Given instruction :: Count how many lines of the data contain the string "leaf", treating uppercase and lowercase letters as distinct. Give only the number.

Data for this exercise ::
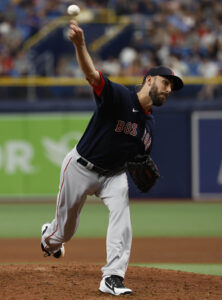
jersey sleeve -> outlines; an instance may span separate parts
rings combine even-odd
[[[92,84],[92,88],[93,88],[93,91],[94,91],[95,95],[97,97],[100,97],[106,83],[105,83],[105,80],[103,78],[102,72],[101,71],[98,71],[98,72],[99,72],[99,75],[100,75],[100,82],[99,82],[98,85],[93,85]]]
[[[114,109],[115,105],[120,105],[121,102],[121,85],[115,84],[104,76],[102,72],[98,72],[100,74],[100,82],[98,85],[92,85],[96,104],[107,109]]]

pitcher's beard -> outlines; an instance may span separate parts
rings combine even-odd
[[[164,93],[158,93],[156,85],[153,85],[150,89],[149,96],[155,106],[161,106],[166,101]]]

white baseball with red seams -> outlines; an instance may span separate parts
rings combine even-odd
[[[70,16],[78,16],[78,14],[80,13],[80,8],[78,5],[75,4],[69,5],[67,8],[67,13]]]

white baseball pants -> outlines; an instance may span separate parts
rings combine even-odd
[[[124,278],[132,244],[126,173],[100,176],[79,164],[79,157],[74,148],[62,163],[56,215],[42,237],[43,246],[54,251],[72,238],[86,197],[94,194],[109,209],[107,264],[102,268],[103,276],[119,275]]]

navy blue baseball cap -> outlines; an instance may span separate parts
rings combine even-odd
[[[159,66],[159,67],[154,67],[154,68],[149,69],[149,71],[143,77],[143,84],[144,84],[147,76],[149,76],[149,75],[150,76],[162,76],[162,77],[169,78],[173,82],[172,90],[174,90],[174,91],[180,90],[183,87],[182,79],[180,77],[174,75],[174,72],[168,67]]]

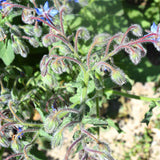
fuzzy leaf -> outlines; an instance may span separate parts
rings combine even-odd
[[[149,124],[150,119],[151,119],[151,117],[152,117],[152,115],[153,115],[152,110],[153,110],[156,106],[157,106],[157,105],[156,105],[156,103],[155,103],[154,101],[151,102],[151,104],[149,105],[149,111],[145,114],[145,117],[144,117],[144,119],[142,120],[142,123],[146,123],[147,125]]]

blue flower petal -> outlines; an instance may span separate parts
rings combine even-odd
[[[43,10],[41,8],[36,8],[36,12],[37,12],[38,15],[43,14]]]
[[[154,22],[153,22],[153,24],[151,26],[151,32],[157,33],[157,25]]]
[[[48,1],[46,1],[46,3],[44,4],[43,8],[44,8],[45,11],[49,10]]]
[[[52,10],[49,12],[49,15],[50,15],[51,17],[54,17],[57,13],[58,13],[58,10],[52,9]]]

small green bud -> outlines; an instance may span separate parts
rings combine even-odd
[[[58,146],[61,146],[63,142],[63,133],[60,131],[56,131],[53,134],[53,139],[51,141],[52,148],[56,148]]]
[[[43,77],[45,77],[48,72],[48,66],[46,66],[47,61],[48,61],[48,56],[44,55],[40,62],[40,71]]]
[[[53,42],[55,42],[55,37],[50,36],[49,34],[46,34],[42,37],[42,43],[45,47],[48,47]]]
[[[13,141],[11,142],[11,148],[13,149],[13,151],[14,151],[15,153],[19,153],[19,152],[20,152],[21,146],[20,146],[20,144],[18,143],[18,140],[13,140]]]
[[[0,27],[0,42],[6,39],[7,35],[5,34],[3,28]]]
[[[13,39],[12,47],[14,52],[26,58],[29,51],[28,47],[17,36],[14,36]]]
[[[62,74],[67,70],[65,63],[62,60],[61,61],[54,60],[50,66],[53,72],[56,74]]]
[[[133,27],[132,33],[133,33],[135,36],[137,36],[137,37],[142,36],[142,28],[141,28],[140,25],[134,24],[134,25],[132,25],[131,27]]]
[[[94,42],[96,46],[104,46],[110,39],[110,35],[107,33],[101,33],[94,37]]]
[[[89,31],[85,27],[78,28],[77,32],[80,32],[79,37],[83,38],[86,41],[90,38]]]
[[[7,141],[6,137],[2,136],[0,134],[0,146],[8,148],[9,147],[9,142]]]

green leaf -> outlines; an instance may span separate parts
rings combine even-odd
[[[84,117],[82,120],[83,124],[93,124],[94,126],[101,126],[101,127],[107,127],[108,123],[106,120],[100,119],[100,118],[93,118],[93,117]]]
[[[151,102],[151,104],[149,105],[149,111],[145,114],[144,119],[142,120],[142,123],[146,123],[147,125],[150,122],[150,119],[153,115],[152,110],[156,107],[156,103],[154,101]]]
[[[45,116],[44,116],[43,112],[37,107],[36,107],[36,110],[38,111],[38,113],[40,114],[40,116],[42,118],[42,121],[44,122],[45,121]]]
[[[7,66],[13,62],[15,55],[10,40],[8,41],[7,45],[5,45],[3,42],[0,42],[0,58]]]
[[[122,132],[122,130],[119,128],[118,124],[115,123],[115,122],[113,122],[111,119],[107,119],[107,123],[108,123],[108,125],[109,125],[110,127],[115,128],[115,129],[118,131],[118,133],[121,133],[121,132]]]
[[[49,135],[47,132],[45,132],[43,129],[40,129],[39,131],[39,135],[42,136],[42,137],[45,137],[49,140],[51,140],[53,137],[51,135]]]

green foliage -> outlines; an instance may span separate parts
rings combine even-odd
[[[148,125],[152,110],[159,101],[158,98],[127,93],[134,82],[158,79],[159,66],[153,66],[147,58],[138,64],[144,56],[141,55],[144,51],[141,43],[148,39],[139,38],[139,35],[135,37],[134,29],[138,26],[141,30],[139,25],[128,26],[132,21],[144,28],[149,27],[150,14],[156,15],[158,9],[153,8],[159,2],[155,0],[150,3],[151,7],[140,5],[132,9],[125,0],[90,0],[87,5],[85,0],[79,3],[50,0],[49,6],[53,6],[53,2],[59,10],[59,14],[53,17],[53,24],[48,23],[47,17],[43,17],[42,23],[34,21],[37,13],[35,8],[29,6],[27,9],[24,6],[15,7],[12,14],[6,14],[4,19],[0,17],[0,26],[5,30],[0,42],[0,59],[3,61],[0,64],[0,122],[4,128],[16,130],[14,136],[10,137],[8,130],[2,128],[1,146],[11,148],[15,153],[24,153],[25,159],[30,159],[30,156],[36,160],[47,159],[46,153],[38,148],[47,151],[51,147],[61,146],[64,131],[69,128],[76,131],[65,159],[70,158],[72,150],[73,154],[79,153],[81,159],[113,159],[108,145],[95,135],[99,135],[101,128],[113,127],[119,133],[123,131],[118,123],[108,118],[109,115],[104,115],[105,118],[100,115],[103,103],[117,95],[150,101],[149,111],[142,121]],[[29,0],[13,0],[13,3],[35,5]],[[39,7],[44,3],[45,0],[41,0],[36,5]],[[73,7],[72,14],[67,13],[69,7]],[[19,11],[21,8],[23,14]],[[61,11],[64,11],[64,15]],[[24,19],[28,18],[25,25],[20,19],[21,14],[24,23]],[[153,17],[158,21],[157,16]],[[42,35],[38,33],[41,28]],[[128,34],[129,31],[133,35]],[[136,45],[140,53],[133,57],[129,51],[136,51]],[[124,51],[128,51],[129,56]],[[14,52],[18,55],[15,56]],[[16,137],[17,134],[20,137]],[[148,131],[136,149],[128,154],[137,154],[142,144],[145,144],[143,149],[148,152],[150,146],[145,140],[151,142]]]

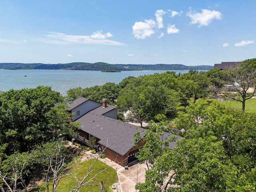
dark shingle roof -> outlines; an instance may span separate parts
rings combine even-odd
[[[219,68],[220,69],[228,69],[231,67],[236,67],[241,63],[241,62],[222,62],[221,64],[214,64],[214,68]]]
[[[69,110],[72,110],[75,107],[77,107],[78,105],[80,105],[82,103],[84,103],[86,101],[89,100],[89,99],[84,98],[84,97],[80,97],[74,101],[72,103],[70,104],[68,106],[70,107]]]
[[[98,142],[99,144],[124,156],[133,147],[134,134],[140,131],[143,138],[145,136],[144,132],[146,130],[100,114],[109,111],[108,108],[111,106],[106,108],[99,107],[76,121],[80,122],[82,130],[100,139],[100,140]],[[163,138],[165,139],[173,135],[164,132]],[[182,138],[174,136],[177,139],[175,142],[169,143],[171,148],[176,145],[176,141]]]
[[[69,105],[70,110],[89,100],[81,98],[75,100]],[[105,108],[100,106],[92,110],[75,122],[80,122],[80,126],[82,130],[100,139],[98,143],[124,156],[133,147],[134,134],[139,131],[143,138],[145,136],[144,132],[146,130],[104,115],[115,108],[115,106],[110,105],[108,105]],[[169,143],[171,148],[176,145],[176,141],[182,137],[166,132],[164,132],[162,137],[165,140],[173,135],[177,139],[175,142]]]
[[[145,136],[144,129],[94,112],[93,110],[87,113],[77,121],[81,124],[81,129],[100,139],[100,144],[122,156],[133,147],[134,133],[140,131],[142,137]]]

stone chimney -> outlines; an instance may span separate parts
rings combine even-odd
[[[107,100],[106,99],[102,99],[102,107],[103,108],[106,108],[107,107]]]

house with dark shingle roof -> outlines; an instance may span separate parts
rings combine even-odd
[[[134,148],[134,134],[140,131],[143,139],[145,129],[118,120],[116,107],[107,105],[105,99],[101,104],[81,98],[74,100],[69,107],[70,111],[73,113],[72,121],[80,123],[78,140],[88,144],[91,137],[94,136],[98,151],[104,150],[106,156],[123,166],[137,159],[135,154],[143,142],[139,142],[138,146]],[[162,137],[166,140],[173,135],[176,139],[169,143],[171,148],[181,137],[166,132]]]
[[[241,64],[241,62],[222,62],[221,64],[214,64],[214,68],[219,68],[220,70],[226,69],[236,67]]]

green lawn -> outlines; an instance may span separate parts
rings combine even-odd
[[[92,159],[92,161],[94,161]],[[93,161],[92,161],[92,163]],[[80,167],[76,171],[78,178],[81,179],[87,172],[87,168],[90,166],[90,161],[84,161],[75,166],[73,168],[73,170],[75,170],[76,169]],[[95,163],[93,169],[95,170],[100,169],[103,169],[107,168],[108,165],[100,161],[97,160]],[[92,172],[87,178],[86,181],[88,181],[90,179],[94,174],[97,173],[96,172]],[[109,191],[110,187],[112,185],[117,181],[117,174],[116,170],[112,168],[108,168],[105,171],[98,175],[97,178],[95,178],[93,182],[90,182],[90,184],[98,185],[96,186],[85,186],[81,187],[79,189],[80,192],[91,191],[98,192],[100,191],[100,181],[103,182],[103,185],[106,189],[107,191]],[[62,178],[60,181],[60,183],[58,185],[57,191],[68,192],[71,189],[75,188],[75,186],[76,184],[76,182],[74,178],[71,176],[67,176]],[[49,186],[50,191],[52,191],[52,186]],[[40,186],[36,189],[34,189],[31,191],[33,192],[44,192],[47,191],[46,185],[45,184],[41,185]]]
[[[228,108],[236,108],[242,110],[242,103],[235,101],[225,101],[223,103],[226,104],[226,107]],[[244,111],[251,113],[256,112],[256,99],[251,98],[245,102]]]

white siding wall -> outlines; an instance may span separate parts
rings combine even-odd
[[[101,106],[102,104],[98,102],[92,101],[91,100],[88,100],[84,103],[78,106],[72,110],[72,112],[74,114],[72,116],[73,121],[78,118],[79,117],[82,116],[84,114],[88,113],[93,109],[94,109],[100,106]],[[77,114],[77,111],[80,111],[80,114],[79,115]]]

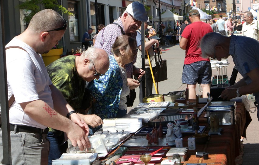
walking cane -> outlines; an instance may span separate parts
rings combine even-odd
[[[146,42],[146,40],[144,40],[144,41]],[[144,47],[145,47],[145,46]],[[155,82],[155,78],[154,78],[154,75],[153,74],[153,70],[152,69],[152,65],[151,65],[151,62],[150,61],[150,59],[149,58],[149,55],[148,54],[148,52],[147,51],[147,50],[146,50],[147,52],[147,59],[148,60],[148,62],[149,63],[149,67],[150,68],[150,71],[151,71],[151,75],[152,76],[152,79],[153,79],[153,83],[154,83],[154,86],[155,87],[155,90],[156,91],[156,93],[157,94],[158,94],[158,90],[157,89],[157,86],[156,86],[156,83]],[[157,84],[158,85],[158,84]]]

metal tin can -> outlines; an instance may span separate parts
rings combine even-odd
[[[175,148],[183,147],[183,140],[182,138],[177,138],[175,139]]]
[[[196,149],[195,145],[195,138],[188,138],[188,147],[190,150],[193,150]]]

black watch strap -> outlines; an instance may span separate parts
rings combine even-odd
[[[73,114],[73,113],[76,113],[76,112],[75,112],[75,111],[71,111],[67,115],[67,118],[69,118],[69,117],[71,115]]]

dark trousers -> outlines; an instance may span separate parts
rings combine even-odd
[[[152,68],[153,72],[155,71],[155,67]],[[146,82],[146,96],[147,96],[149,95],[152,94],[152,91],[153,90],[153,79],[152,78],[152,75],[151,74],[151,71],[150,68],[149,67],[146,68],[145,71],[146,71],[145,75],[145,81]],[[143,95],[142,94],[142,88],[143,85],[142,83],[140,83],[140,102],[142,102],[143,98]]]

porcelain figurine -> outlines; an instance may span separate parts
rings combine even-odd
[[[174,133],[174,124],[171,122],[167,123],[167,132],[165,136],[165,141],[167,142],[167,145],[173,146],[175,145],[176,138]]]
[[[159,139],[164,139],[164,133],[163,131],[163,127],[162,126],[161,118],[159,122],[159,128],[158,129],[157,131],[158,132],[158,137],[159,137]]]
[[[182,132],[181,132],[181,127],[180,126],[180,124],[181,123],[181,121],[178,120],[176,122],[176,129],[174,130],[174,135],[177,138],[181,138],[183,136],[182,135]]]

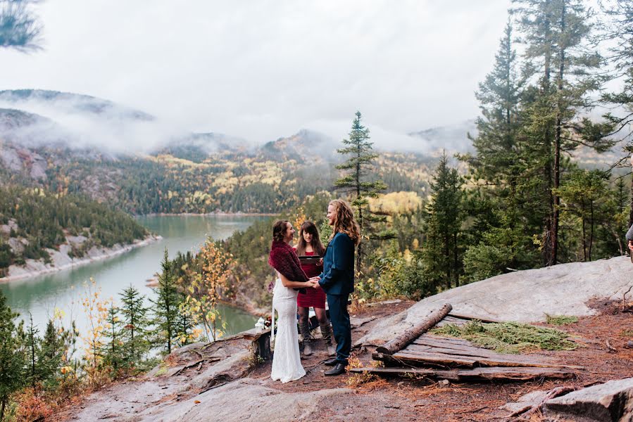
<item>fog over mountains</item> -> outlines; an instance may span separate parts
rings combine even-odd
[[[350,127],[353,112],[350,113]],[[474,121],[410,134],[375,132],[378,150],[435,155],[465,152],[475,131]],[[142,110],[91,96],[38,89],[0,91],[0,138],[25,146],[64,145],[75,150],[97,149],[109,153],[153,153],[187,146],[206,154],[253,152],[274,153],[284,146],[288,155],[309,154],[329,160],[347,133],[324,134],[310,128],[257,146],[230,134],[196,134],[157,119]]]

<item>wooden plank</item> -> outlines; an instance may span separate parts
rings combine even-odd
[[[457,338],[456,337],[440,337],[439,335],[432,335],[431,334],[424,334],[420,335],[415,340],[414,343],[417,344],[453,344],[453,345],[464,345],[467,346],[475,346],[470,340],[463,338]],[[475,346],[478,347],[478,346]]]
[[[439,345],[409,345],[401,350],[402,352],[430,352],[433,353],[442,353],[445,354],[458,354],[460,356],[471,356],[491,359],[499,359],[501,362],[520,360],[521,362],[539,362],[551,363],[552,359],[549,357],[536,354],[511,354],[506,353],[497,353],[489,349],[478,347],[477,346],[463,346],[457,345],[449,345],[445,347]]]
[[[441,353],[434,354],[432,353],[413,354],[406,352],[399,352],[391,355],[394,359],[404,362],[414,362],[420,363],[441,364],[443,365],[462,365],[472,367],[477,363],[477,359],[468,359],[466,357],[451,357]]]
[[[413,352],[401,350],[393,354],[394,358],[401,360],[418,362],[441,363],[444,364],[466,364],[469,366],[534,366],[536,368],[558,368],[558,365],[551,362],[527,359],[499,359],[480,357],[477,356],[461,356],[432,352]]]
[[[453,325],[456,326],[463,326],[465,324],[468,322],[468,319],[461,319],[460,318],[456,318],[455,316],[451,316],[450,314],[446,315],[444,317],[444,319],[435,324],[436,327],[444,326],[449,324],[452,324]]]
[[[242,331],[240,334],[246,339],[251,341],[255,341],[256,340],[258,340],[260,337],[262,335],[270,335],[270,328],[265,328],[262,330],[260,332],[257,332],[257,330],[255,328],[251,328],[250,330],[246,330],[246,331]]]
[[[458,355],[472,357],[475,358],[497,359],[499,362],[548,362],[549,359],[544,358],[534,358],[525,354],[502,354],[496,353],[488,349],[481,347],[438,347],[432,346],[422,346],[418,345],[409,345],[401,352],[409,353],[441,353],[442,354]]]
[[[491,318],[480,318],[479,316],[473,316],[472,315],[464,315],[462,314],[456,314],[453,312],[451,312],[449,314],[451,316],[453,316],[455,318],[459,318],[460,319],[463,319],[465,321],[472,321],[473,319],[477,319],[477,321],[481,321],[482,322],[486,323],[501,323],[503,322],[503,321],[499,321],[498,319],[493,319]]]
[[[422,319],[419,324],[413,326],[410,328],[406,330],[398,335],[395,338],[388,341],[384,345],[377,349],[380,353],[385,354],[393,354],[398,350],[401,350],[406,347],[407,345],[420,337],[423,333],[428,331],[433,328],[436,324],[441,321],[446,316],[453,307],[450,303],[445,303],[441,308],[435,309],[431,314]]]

Exercise response :: 2